(What is needed):
Return the full set of entries below exactly, leaving every image out.
[Opening Information given section]
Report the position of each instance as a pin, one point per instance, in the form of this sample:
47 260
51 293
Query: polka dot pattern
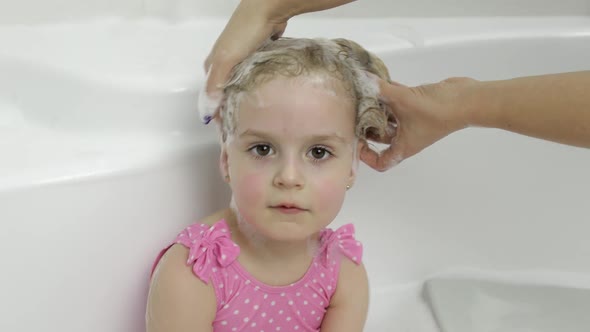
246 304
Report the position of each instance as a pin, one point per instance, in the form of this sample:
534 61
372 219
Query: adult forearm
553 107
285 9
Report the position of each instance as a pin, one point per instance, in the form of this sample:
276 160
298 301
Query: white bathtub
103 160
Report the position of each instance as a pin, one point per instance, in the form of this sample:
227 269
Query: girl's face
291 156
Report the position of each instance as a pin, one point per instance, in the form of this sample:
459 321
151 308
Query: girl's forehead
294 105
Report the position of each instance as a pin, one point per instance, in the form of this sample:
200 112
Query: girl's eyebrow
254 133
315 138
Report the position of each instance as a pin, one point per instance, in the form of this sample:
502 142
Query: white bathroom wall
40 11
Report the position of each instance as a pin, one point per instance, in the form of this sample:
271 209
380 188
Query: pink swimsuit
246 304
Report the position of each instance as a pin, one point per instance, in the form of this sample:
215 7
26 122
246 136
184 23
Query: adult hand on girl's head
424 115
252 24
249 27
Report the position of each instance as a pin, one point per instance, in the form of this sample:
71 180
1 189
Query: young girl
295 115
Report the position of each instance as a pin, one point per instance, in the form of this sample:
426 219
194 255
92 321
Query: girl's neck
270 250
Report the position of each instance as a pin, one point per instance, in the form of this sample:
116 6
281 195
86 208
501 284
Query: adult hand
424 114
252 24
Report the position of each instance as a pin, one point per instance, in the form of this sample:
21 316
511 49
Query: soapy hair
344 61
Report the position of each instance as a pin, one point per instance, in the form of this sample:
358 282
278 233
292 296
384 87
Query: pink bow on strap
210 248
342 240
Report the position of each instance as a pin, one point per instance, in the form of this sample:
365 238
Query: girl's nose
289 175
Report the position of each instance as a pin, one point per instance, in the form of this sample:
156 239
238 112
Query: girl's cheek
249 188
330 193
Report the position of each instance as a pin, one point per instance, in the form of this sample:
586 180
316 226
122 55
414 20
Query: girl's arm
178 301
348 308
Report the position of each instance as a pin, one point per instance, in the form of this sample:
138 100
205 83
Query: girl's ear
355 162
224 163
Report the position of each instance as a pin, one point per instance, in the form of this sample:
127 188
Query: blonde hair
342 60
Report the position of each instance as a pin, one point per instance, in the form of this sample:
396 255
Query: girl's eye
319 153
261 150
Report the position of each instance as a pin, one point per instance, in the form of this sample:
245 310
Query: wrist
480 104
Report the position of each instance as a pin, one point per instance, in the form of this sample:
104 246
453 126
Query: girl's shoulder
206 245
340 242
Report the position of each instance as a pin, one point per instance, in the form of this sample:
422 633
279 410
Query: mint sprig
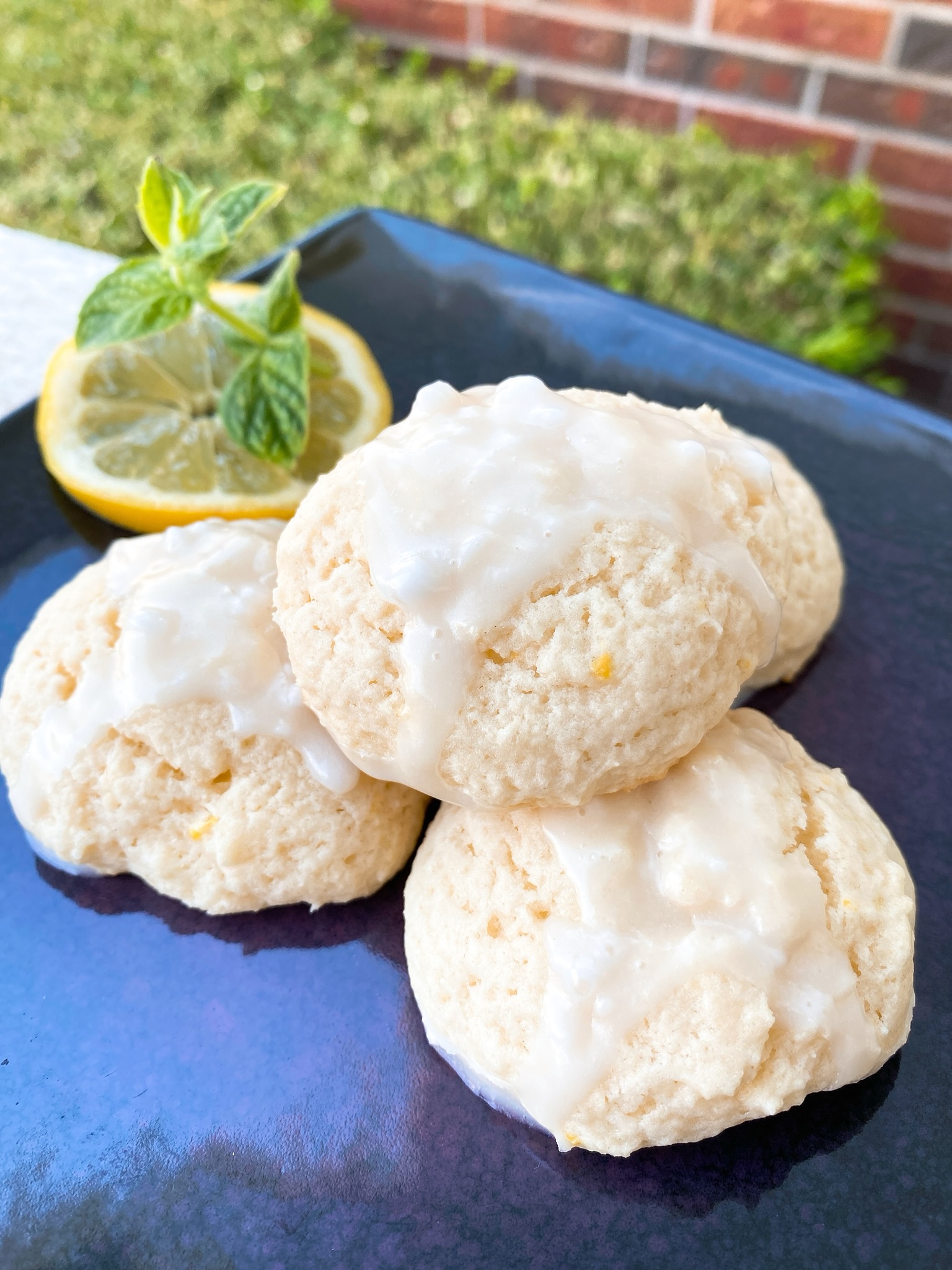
[Closing Information given section]
(Written reply):
Report the position of each instance as a pin, one point per instance, in the form of this sample:
47 260
51 293
Query: polka dot pattern
246 304
Report the position of each instance as a pin, one point per instance, in the form of this sample:
534 61
372 219
Query: adult forearm
553 107
285 9
Report the position of each instance as a pin, one point per instance, in the form of this sample:
276 160
298 301
Query: white bathtub
103 160
Report the position of each instance as a pin, one point per instance, in the form of this sample:
227 269
Query: girl's face
291 156
Report the position of each instance as a pin, one point per instance, in the form of this sample:
459 321
151 308
Query: girl's forehead
294 105
Report the position of each instance as a pin, one point per instance, in the form of this sample:
200 112
Query: girl's eyebrow
254 133
315 138
Report the position of each instance as a pin, one point per instance, in the form of this sample:
502 142
Query: white bathroom wall
40 11
Report the position of each instance as a pin, one point per instance, in the form of this sample:
271 209
380 188
Query: pink swimsuit
246 304
Report the position of each instance as a pin, one point per instance, in the form of this sample:
215 7
26 122
246 136
184 23
Query: adult hand on girl's head
424 115
252 24
249 27
Report the position of each instance as a pin, one point per instance, in the form of this sample:
71 180
1 189
Query: young girl
295 115
Report the position of each instance as a pin, one point per instance, in the form of this sample:
426 219
194 255
92 321
Query: girl's neck
270 250
Report the position of each instance as a pin, one point per instance, in the form of this sample:
116 6
281 195
86 208
501 284
Query: adult hand
424 114
252 24
Report the position of each instance as a pin, one point per instance, in the form of this sample:
21 316
511 49
Query: soapy hair
344 61
Report the position of each instance as a pin, one point per instance, in the form of this sample:
358 282
278 233
292 296
384 87
Query: pink bow on strap
210 248
342 240
Report the position of each instance as a pin, one point per instance, in the form of this sample:
365 238
Query: girl's nose
289 175
Report the position of each instance as a pin, one point per instance, in the form of this sample:
156 239
238 112
Query: girl's cheek
249 188
330 193
Report the position of each instance as a pin, one point per instance, in the form of this sample:
586 180
316 226
122 55
414 20
Query: girl's arm
178 301
348 308
Report the position of each instance as a pin, one point per instance, in the form of this sample:
138 100
205 83
Query: girl's ear
355 162
224 163
Report the position of each instance as a pin, one point per instance, in the form of this sample:
127 188
Query: blonde hair
342 60
Report the position of each instance as a pin, one point per instance, in the form of this sample:
396 255
Query: girl's eye
319 153
261 150
Report the position of each instance as a pin, one point per instance, in the form of this sample:
245 310
Query: wrist
480 104
Report the position of each instance as a pin, one point per instance, in the form of this sample:
104 246
453 126
Query: girl's shoulder
206 245
340 242
Report the position of each instance as a pin, one point per instance, in the form of this sample:
422 633
279 410
Query: mint sprig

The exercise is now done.